Aim of the exercise
Could you reproduce the passage below on data literacy in healthcare, word for word from start to finish?

Excerpt provided
I have worked in the healthcare data space for over three decades. The ONE challenge I continue to face is the demand for information far exceeds the supply of analytic resources in healthcare. There is a never-ending backlog of requests for data and reports. Even with all the technological advances, we still need to ask a question months before we need the answer.

Not data Illiterate

Back in the 1800s when the telephone was invented, the demand for communication soon surpassed what switchboard operators could manage. To meet the demand, every person wanting to make a telephone call needed to become their own switchboard operator. This really happened! People learned a new skill, technology advanced, and today, everyone places their own phone calls.

We can learn a lot from history. When something becomes critical in our way of life, everyone eventually learns and engages. I believe we need to follow the same trajectory with healthcare data analytics. To meet the demand, everyone needing information must learn how to interact with data independently AND technology needs to enable this. Data is not the new oil in our world; it’s the new oxygen.

Data Literacy is all the buzz these days, but is it really a silver bullet? Personally, I don’t think it’s appropriate to refer to our “business” people as being data illiterate. The business knows their data. The business knows their business better than anyone in IT ever will. We shouldn’t be telling the business they need to take classes to learn about data models and data management. We, the technologists, need to simply pull back the curtain, reveal the secret sauce, and provide more transparency into the data landscape! They know their data, they just don’t know enough about what happens between the time they enter it into a system and it shows up incorrectly on a report or a dashboard.

People are still the best asset for organizations to get value from their data. People want to use their data — they want to use it to solve problems, guide their decision-making, and be “data” driven. They know what data can do for them and how they want to use it. They are Data Literate — they just live in a data swamp despite data being collected all around them. Research from Forrester found that between 60 and 73 percent of all enterprise data is never analyzed.

Supplied information

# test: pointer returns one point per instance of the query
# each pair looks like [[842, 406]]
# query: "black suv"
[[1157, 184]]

Reply to the task
I have worked in the healthcare data space for over three decades. The ONE challenge I continue to face is the demand for information far exceeds the supply of analytic resources in healthcare. There is a never-ending backlog of requests for data and reports. Even with all the technological advances, we still need to ask a question months before we need the answer.

Not data Illiterate

Back in the 1800s when the telephone was invented, the demand for communication soon surpassed what switchboard operators could manage. To meet the demand, every person wanting to make a telephone call needed to become their own switchboard operator. This really happened! People learned a new skill, technology advanced, and today, everyone places their own phone calls.

We can learn a lot from history. When something becomes critical in our way of life, everyone eventually learns and engages. I believe we need to follow the same trajectory with healthcare data analytics. To meet the demand, everyone needing information must learn how to interact with data independently AND technology needs to enable this. Data is not the new oil in our world; it’s the new oxygen.

Data Literacy is all the buzz these days, but is it really a silver bullet? Personally, I don’t think it’s appropriate to refer to our “business” people as being data illiterate. The business knows their data. The business knows their business better than anyone in IT ever will. We shouldn’t be telling the business they need to take classes to learn about data models and data management. We, the technologists, need to simply pull back the curtain, reveal the secret sauce, and provide more transparency into the data landscape! They know their data, they just don’t know enough about what happens between the time they enter it into a system and it shows up incorrectly on a report or a dashboard.

People are still the best asset for organizations to get value from their data. People want to use their data — they want to use it to solve problems, guide their decision-making, and be “data” driven. They know what data can do for them and how they want to use it. They are Data Literate — they just live in a data swamp despite data being collected all around them. Research from Forrester found that between 60 and 73 percent of all enterprise data is never analyzed.